SOURCE TEXT:
***

I have been a professional landscape photographer since 2002. It was a somewhat convoluted route that brought me to where I am today. As a clueless 17 year old, trying to decide what to do with my life, there were only two things clear to me: I wasn’t that interested in becoming rich and I wanted to be able to work outdoors.
I thought a degree in Zoology might suit me, so I went to Nottingham University to do just that. It’s a fascinating subject and I loved the fieldwork, but there was one module that stood out for me. That was the module on Biological Photography.
In 2001, a year after graduating from my Zoology degree, I was heading back to Nottingham University to take my place on the newly launched MSc course in Biological Imaging. This was a very intensive year during which I learned all sorts of things including web design, film making, business planning and digital photography techniques. I was in my element and didn’t want to stop so once I graduated from this course, I immediately plunged into the unpredictable world of freelance nature photography.

***

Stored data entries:

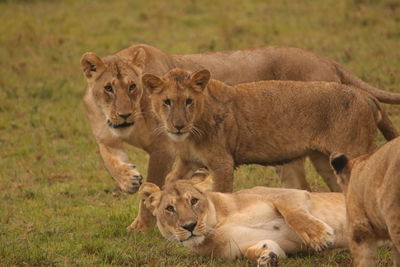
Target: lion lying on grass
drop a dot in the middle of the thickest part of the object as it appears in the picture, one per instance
(119, 112)
(371, 184)
(219, 127)
(262, 224)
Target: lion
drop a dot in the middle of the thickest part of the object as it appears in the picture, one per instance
(261, 223)
(371, 184)
(219, 127)
(118, 107)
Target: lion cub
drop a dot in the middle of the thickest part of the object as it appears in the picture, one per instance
(371, 184)
(261, 223)
(217, 126)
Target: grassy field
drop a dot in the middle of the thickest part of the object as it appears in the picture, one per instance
(56, 201)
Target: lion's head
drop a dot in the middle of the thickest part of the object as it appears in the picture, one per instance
(182, 209)
(177, 99)
(115, 83)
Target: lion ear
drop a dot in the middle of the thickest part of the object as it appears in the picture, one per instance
(340, 164)
(92, 65)
(153, 83)
(150, 194)
(205, 185)
(139, 58)
(200, 79)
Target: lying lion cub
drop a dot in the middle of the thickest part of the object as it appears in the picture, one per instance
(371, 184)
(260, 223)
(219, 127)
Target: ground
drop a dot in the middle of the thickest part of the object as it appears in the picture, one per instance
(56, 201)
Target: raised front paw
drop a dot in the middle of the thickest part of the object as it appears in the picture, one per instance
(318, 235)
(128, 178)
(267, 259)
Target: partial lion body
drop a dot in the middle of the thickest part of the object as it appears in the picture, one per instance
(250, 217)
(372, 187)
(260, 223)
(232, 67)
(270, 122)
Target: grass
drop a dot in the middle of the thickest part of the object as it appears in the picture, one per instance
(56, 201)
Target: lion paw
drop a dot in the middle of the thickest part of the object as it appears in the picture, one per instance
(267, 259)
(318, 236)
(138, 225)
(129, 178)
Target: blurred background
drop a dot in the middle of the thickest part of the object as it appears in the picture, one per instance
(56, 201)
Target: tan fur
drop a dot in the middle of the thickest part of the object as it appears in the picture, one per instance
(371, 184)
(220, 127)
(232, 67)
(260, 223)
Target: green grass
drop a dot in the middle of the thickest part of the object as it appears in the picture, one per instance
(56, 201)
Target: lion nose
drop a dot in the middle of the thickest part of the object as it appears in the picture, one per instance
(125, 115)
(190, 226)
(179, 127)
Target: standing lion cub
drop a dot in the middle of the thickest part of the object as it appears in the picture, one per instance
(371, 184)
(219, 127)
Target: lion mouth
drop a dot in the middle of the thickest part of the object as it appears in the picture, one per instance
(121, 125)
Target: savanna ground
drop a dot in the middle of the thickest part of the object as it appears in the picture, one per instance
(56, 201)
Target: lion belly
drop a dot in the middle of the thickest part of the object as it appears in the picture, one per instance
(255, 223)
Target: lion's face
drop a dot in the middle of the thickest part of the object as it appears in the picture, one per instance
(116, 88)
(181, 209)
(177, 100)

***

WHAT TO DO:
1 - Decide whether each statement agrees with the account of the photographer's career, answering yes or no and quoting the deciding words. (a) The writer has worked as a professional landscape photographer since 2002. (b) At 17, the writer was eager to become rich. (c) The MSc course in Biological Imaging had been running for many years before 2001.
2 - Summarize the account of the photographer's career in two sentences.
3 - Write the next part of the account of the photographer's career, picking up after its final sentence.

REPLIES:
1 -
(a) Yes: "I have been a professional landscape photographer since 2002."
(b) No: "I wasn’t that interested in becoming rich"
(c) No: "the newly launched MSc course in Biological Imaging"

2 - Wanting to work outdoors rather than get rich, the writer studied Zoology at Nottingham University, where a module on Biological Photography stood out. In 2001 the writer returned there for a new MSc in Biological Imaging and afterward went straight into freelance nature photography.

3 -
My wife and I were married in 2005 and decided to start married life by moving to New Zealand, right in the middle of the most exciting Ashes series in modern times! It was while I was here that I came to appreciate the value of true wilderness, something I had not experienced before, and as a result I began to focus on photographing the landscape. In a world under pressure from a growing human population, it is difficult to argue the case for wilderness preservation, especially when on the other side of the debate are issues such as employment and energy generation. That is why I have huge respect for photographers such as Ansel Adams and Peter Dombrovskis, who managed to win this argument, simply by capturing the beauty of wild places in their photographs.
I now live back in the UK with my wife Beth and our children George and Monty. When I'm not out taking photographs, you'll no doubt find me down on the allotment or in the kitchen cooking up something exciting with the produce. That is of course unless it’s a sunny summer’s evening, in which case I’ll probably be playing for my cricket team, Henleaze Old Boys, chasing that elusive half century!